• [Required action]:
For every record, give an exact copy that has no pictures in it.

• [Stored dataset items]:
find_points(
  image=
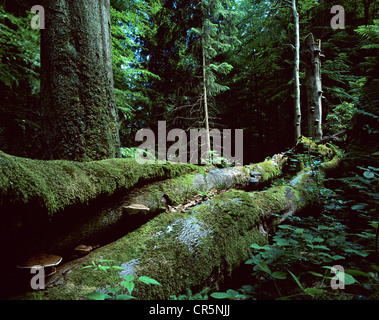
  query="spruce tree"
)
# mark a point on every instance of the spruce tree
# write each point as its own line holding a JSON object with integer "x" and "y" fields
{"x": 217, "y": 35}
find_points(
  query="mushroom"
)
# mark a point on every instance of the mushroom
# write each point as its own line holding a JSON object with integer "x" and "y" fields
{"x": 47, "y": 261}
{"x": 136, "y": 208}
{"x": 83, "y": 249}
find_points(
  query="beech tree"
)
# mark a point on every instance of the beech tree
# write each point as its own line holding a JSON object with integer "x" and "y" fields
{"x": 79, "y": 114}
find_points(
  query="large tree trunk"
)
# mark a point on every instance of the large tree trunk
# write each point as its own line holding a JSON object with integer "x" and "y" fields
{"x": 296, "y": 72}
{"x": 314, "y": 88}
{"x": 205, "y": 94}
{"x": 78, "y": 104}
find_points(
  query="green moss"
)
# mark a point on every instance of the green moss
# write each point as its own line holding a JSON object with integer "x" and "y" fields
{"x": 53, "y": 185}
{"x": 268, "y": 170}
{"x": 176, "y": 249}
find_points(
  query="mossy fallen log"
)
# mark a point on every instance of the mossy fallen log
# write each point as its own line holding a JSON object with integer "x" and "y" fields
{"x": 182, "y": 250}
{"x": 56, "y": 205}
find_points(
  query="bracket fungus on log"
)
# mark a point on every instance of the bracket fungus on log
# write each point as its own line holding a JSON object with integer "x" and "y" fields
{"x": 42, "y": 260}
{"x": 135, "y": 208}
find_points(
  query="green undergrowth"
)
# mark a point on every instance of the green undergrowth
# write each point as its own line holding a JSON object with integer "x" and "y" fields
{"x": 53, "y": 185}
{"x": 330, "y": 252}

• [Response to the exercise]:
find_points(
  image=
  query="spruce tree"
)
# mark a point on every instance of the spruce tree
# write each point as its own line holding a JSON object with integer "x" and "y" fields
{"x": 217, "y": 35}
find_points(
  query="mushroom"
)
# mark a point on every instance of the mushroom
# write each point as its own line holding a JSON object with integer "x" and "y" fields
{"x": 47, "y": 261}
{"x": 136, "y": 208}
{"x": 83, "y": 249}
find_points(
  query="beech tree"
)
# mark a point on every instance of the beech tree
# write each point as its own line holding a JSON object with integer "x" and "y" fields
{"x": 79, "y": 114}
find_points(
  query="large tree trunk"
)
# mark a point on every instance of the large tree trunk
# write each point as its own line holding a JSON object with integer "x" and "y" fields
{"x": 296, "y": 72}
{"x": 314, "y": 88}
{"x": 205, "y": 94}
{"x": 78, "y": 104}
find_points(
  query="green moss"
)
# mark a point on every instance of the green moss
# write each point as its own line holding a JSON object with integer "x" and "y" fields
{"x": 53, "y": 185}
{"x": 268, "y": 170}
{"x": 176, "y": 249}
find_points(
  query="mossy fallen log"
)
# mark a point on every instance of the mossy fallen log
# write each point as its own line holding a JSON object with integer "x" and "y" fields
{"x": 182, "y": 250}
{"x": 56, "y": 205}
find_points(
  query="bracket fungus on log"
)
# mark a point on every instance of the bracket fungus on log
# write each point as its own line holding a JSON object with integer "x" and "y" fields
{"x": 42, "y": 260}
{"x": 135, "y": 208}
find_points(
  query="green undergrowth"
)
# mark a point on every instance of the green undergrowth
# write each point as its own line holding a JSON object with integer "x" and "y" fields
{"x": 53, "y": 185}
{"x": 330, "y": 252}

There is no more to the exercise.